EXERCISE DIRECTIONS: Without the pictures, give the records again exactly as they appear.

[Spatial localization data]
━━━━━━━━━━━━━━━━━━━━

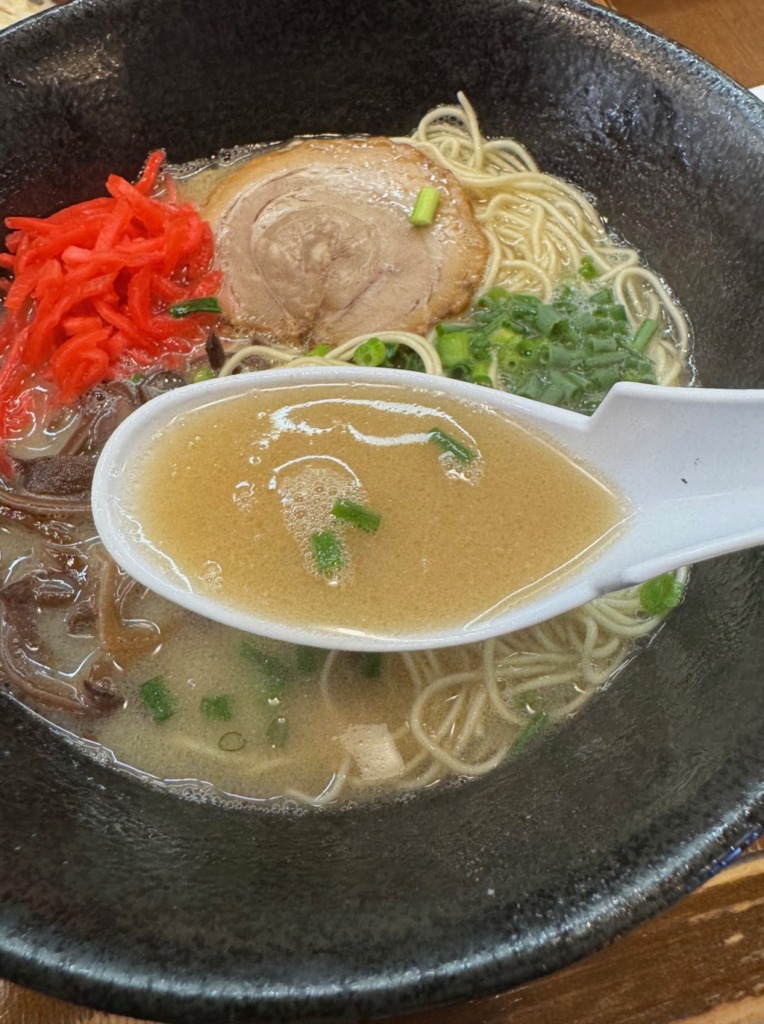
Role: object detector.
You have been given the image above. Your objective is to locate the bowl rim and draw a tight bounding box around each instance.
[1,1,763,1022]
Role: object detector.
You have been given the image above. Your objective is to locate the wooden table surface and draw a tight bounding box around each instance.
[1,1,763,1022]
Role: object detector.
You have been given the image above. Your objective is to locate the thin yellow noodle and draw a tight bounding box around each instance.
[495,663,572,682]
[285,755,352,806]
[508,673,583,697]
[397,691,466,784]
[484,649,528,726]
[399,760,444,791]
[498,651,575,667]
[587,605,663,638]
[410,675,508,775]
[560,690,595,716]
[422,648,444,676]
[590,636,623,659]
[209,95,690,805]
[581,616,599,659]
[454,689,487,754]
[482,231,504,290]
[219,331,444,379]
[318,649,340,704]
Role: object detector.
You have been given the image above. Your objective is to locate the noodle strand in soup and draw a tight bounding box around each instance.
[0,96,691,807]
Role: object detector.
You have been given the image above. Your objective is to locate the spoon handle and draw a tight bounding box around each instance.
[574,384,764,586]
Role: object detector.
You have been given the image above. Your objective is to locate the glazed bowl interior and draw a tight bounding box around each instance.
[1,1,763,1022]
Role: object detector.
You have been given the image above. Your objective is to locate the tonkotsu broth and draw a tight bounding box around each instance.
[128,382,626,638]
[92,622,499,803]
[0,97,692,808]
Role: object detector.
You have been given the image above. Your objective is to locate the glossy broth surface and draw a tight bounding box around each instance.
[127,381,625,639]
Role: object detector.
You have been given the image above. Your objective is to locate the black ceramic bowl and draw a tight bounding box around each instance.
[1,1,763,1021]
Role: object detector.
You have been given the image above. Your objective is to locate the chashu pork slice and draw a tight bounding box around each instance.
[203,136,488,347]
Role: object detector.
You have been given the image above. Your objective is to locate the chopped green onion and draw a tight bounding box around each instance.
[167,296,223,318]
[201,695,233,721]
[364,652,383,679]
[547,368,583,401]
[428,428,477,463]
[470,360,492,380]
[129,372,144,384]
[513,711,549,753]
[400,349,425,372]
[585,334,619,353]
[515,337,542,360]
[436,330,471,368]
[437,321,471,334]
[240,641,293,699]
[582,315,621,336]
[594,303,628,322]
[632,318,659,352]
[436,282,652,415]
[579,254,600,280]
[584,351,628,368]
[639,572,686,616]
[540,342,583,368]
[535,303,566,335]
[409,186,440,226]
[140,676,174,723]
[240,641,292,681]
[353,337,387,367]
[590,287,615,306]
[191,366,216,383]
[266,716,289,748]
[538,381,565,405]
[478,285,511,306]
[218,731,245,752]
[311,530,344,575]
[331,497,381,533]
[635,357,658,383]
[587,367,624,390]
[307,343,332,357]
[514,373,544,400]
[488,325,523,347]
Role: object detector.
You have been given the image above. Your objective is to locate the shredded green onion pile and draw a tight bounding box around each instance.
[436,283,658,412]
[349,278,659,415]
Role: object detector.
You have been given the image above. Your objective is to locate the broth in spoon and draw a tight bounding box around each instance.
[126,379,626,641]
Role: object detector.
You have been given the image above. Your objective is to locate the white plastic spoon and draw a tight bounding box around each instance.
[92,365,764,651]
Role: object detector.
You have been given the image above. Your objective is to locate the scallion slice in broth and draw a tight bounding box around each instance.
[140,676,174,723]
[331,498,381,533]
[311,530,344,575]
[428,428,477,463]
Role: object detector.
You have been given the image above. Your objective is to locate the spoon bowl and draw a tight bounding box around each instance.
[92,365,764,651]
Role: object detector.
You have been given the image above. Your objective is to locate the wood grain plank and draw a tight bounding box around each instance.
[616,0,764,87]
[404,853,764,1024]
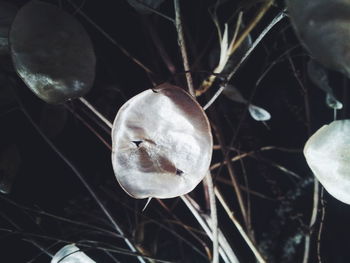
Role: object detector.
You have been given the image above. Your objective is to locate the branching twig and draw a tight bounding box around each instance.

━━━━━━━━━━━━━━━━━━━━

OUTPUT:
Role: object detector.
You have been given the image above. Your objective is to locate the bowl rim and draw a tight bounding box around each instance.
[1,1,763,1022]
Role: object detector.
You have been given the image above. Your objective is to locate the wooden table surface and draw a tight bounding box around each instance.
[1,1,763,1022]
Role: object detector.
You have been given the image above. Your objective is to locate the thin yellow noodle and draw a tight bounding box around each instance.
[495,663,572,682]
[285,755,352,806]
[508,673,583,697]
[397,691,466,784]
[484,649,528,726]
[399,760,444,791]
[498,651,575,667]
[587,605,663,638]
[410,675,508,775]
[560,690,595,716]
[422,648,444,676]
[590,636,623,659]
[209,95,690,805]
[581,616,599,659]
[454,689,487,754]
[482,231,504,290]
[219,331,444,379]
[318,649,340,704]
Role: object detector.
You have been given the image above. Your objective is to locate the noodle strand in soup and draw a tight bounding box around each instance.
[0,96,691,807]
Role: object detector.
You have been given the image above. Your objective is to locate the spoon handle and draw a tight bounding box around each instance.
[574,384,764,586]
Role: object detector.
You have been given the image above. Your objective is to locate the glazed bowl interior and draw a tight bounding box around each instance.
[1,1,763,1022]
Role: object detector.
You have been given the image above. Your objective is to locate the tonkotsu broth and draw a tight bounding box around each instance.
[128,382,626,638]
[92,622,499,803]
[0,97,692,808]
Role: object detector.
You have been given the image above. Your objective is to locate the glossy broth surface and draw a tight bounding box around each instance.
[127,381,625,639]
Role: object detector.
You have been given the image above. Your objective is to locate the black ceramic bowl and draw a tight bounding box around each instance.
[1,1,763,1021]
Role: object detector.
You have been given the image above. Your objective is to locate the chashu pork slice and draw a tight bounding box around each instance.
[203,136,488,347]
Role: object detector.
You have been given the image above. Your objective is to locate the chopped green onion and draw a tight bounding box around each instance.
[167,296,223,318]
[201,695,233,721]
[364,652,383,679]
[547,368,583,401]
[428,428,477,463]
[470,360,492,380]
[129,372,144,384]
[513,711,549,753]
[400,349,425,372]
[585,334,619,353]
[515,337,542,360]
[436,330,471,368]
[437,321,471,334]
[240,641,293,699]
[582,315,621,336]
[594,303,628,322]
[632,318,659,352]
[436,282,652,415]
[579,254,600,280]
[584,351,628,368]
[639,572,686,616]
[540,342,583,368]
[535,303,566,335]
[409,186,440,226]
[140,676,174,723]
[240,641,292,681]
[353,337,387,367]
[590,287,615,306]
[191,366,216,383]
[266,716,289,748]
[538,381,565,405]
[478,285,511,306]
[218,731,245,752]
[311,530,344,575]
[331,497,381,533]
[635,357,658,383]
[587,367,624,390]
[307,343,332,357]
[514,373,544,400]
[488,325,523,347]
Role: object detector.
You have been given the image above. Your objective is to locate the shredded green onion pile and draw a tight bounding box around each instance.
[436,283,658,412]
[349,278,659,415]
Role: object detector.
You have been given the image above. Your objective is to locate the broth in spoon and draw a tight bounding box around each instance.
[126,379,626,641]
Role: object detector.
You have been given the image above. Your objective is to locate the white plastic spoon and draw a tight bounding box around each instance.
[92,365,764,651]
Role: object detector.
You have been given the image above. Your objective is to locate the scallion slice in broth and draw a tight bounding box around each instance.
[140,676,174,723]
[331,498,381,533]
[311,530,344,575]
[428,428,477,463]
Role: object detector.
You have been given the image above. Your objective is to locate the spoon bowl and draw a tight bounding box around each instance.
[92,365,764,651]
Role: object detector.
You have been given the image above. Your objective is to locate the wood grain plank and draw a tight bounding box around each instance.
[616,0,764,87]
[404,853,764,1024]
Role: object detector.
You have been given the image above. Your objective is to locate the branching twig and draw a tight bounding box around each instance.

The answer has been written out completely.